## Page extract
↓

During the summer months, blood banks across the country tend to run short on supplies, officials said, making the need for O-type blood that much more critical.
Those with Type O blood are known as universal donors because O is the type of blood emergency room personnel reach for in the most serious cases when there isn’t time to determine a patient’s blood type.
“The summer months are always a great time for area residents to consider donating blood,” said Josh Krysak, chairman of the Fayette County Red Cross Leadership Committee and director on the Red Cross Chestnut Ridge Chapter Board. “Larger city hospitals can experience some lower blood supplies during the summer and any donation can help to alleviate that. I encourage anyone that is able to donate. It is a great way to make a healthy difference for others.”
According to officials from the Red Cross, there are six units of Type O blood available for every 100,000 people, but at least two times that amount is needed every day.
However, the shortages aren’t because hospitals are using more blood.
Charlie Wilcox, Northeast Region president of Vitalant, formerly known as the Central Blood Bank, said there are fewer donors in the summer months because people are busy going on vacations and spending time out in the nice weather.
Another major contributor to the lower supply is schools are out of session for summer vacation.

↑

## Exercise instructions
1. Summarize the article on summer blood shortages in two sentences.
2. In the article on summer blood shortages, rewrite the passage starting at "According to officials" and ending at "needed every day.", changing "every day" to "each day".
3. Take the article on summer blood shortages further, picking up after its final sentence.

## Excerpted records
↓

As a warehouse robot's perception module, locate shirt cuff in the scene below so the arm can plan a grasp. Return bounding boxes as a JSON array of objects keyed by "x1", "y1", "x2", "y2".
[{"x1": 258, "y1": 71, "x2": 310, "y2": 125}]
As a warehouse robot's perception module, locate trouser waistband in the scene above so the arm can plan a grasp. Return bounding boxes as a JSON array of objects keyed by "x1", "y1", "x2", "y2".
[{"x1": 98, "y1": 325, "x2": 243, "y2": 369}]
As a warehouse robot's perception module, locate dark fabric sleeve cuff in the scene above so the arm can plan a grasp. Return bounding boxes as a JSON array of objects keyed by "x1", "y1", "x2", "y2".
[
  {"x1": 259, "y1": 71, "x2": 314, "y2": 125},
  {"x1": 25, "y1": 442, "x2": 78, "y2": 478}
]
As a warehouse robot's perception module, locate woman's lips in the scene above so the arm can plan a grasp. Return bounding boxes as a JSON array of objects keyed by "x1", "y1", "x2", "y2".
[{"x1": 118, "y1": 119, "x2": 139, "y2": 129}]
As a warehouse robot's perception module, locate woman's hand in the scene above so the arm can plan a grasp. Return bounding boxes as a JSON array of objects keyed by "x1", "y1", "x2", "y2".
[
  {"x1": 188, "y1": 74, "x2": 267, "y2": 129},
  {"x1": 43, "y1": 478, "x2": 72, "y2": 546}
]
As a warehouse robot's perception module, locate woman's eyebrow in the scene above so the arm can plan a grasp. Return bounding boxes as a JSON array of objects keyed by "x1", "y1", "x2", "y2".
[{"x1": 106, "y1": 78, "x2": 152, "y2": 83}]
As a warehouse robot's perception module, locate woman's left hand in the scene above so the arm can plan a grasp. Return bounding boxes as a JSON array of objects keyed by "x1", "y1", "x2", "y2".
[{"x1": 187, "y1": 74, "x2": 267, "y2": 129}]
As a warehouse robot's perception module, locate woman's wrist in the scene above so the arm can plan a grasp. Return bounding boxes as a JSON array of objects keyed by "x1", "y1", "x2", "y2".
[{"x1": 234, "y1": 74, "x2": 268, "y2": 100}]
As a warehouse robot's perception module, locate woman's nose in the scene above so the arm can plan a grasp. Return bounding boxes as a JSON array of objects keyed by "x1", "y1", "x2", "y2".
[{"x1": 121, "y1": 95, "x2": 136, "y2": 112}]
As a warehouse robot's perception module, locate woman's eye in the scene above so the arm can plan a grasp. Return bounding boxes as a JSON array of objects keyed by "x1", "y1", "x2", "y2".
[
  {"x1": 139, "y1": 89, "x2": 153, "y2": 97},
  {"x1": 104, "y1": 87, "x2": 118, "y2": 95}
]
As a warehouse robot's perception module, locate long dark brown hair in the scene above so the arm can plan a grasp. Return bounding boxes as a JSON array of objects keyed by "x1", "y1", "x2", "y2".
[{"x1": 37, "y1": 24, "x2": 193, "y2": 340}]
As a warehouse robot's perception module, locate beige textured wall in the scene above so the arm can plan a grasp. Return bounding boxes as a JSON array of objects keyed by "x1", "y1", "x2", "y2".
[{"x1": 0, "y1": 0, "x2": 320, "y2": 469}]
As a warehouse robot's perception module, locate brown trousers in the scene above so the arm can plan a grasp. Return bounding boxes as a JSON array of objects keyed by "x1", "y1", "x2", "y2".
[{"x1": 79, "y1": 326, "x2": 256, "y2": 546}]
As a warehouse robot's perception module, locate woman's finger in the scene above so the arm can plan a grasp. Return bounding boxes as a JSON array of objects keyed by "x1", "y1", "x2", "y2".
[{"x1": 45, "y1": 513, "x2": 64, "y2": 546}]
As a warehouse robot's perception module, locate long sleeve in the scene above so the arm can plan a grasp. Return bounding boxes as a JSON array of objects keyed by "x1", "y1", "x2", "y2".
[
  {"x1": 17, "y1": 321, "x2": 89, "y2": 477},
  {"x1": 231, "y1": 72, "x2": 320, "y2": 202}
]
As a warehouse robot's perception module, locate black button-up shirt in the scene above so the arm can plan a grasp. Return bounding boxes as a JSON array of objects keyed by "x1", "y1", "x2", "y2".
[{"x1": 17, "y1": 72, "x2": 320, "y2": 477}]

↑

## Numbered answers
1. Blood banks across the country tend to run short in the summer, which makes Type O blood especially critical because emergency room staff use it in the most serious cases when there is no time to determine a patient's blood type. Red Cross officials say only six units of Type O blood are available for every 100,000 people, yet at least twice that is needed every day, and the shortage comes from fewer donors, who are busy with vacations, nice weather and schools being out, rather than from greater hospital use.

2.
According to officials from the Red Cross, there are six units of Type O blood available for every 100,000 people, but at least two times that amount is needed each day.

3.
“During the fall and winter, colleges and high schools host a lot of blood drives. Those donations are lost during the summertime,” said Regina Bratton, spokesperson and external communications manager for the Red Cross.
Bratton said the American Red Cross focuses on keeping the donations flowing in because it is a time sensitive issue.
“Blood doesn’t last forever,” she said. “It has an expiration date.”
Plasma and platelets last up to five days, whole blood 40 to 45 days. However, no blood is ever wasted, according to Bratton. Blood is distributed locally and statewide when there is a need. Neighboring states may also be tapped when an extreme need is identified.
“There’s been a huge shortfall and we’ve been playing catch-up since 2017 when severe storms (like the hurricane in Puerto Rico) and mass shootings really taxed the blood supply,” said Bratton.
Over the last several years, Wilcox said Vitalant’s donor database has been shrinking thanks to the aging population of Baby Boomers whose health issues often keep them from donating. Local blood donations across the region have dropped by half over the past few years, Wilcox said.
However, it’s not just a regional or local issue.
“It’s literally a problem affecting the country, coast to coast, and even worldwide,” said Wilcox.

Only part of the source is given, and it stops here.